Identify each line of the listing below that contains the string "wall" and copy those lines.

----

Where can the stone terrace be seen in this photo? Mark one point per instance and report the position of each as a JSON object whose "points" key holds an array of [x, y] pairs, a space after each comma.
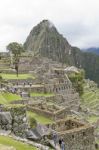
{"points": [[77, 136]]}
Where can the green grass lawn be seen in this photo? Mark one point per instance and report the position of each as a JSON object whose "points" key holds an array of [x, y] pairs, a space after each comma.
{"points": [[16, 144], [39, 118], [6, 97], [14, 76], [42, 94]]}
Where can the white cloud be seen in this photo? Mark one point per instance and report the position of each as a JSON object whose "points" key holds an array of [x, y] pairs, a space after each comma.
{"points": [[77, 20]]}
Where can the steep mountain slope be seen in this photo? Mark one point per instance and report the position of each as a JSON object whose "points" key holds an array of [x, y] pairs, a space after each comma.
{"points": [[94, 50], [45, 40]]}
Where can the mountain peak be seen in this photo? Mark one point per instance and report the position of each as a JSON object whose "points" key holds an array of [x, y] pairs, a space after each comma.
{"points": [[45, 40], [47, 23]]}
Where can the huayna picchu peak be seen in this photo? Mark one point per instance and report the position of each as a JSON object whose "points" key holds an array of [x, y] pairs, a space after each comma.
{"points": [[45, 40]]}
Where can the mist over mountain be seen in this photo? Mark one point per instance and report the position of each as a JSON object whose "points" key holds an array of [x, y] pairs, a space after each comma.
{"points": [[45, 40]]}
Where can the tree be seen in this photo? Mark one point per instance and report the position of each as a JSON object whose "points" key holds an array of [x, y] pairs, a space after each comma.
{"points": [[16, 49]]}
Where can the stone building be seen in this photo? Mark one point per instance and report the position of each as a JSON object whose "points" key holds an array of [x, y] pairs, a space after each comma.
{"points": [[76, 135]]}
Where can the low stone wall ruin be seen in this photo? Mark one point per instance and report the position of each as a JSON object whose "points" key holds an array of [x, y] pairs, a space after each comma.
{"points": [[62, 113], [76, 135], [14, 119]]}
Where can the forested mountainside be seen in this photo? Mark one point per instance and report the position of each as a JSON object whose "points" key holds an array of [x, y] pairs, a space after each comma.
{"points": [[45, 40]]}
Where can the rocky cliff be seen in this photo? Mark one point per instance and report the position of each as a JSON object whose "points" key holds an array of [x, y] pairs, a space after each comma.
{"points": [[45, 40]]}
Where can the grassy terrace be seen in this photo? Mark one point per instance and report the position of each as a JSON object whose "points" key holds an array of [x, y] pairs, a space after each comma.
{"points": [[39, 118], [42, 94], [14, 76], [16, 144], [6, 97]]}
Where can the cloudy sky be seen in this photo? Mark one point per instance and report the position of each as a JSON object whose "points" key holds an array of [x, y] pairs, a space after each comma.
{"points": [[77, 20]]}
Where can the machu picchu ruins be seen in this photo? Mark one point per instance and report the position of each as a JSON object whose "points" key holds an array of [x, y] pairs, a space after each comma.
{"points": [[42, 96]]}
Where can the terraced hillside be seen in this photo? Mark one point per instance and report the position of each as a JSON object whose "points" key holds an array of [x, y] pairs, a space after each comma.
{"points": [[6, 97], [90, 98], [16, 145]]}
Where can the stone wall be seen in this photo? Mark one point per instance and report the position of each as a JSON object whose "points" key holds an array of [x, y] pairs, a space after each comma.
{"points": [[79, 139], [14, 119], [56, 115], [76, 135]]}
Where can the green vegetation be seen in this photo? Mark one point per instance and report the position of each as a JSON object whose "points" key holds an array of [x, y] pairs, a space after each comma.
{"points": [[90, 98], [14, 76], [39, 118], [42, 94], [6, 97], [16, 49], [16, 144], [77, 80]]}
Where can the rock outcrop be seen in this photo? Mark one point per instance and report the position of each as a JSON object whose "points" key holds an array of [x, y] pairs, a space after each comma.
{"points": [[44, 40]]}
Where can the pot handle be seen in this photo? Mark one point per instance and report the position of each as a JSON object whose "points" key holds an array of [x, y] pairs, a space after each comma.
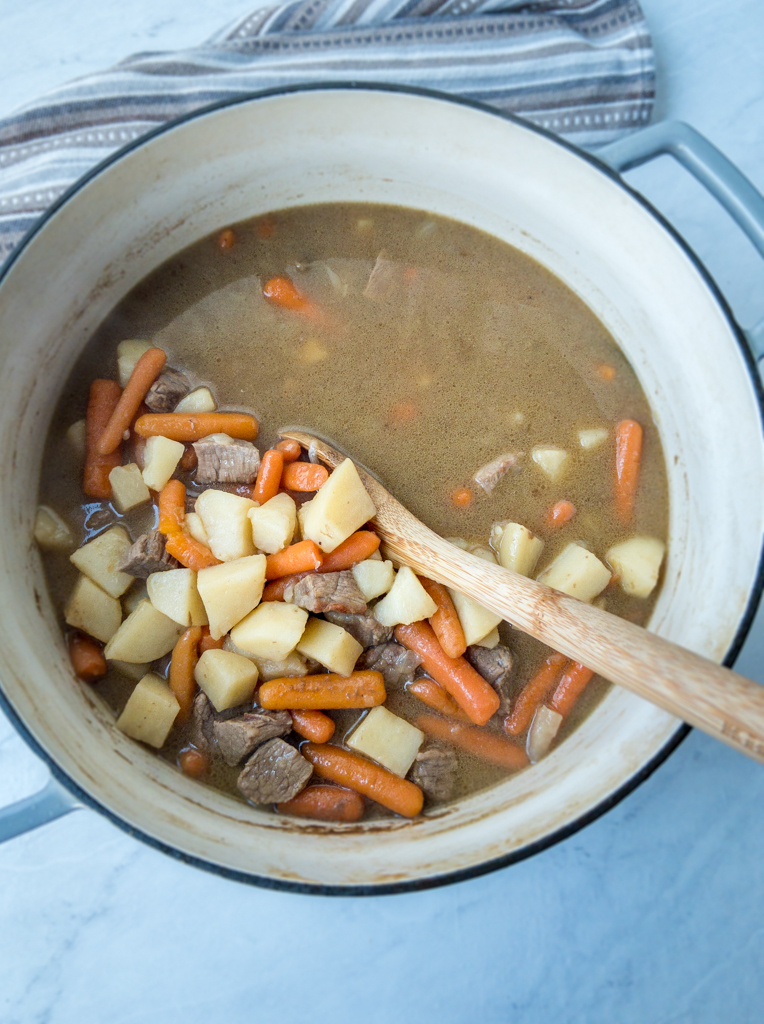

----

▶ **Worked answer**
Where can the low stone wall ruin be seen in this photo? Mark one point per instance and report the position of each as a JSON object whose "points" key holds an array of [x, y] pairs, a space after each comma.
Where can the stone wall be seen in this photo? Mark one point per instance and report the position of each as a JSON object whose "points" key holds an array of [x, y] pairs, a space after each comma.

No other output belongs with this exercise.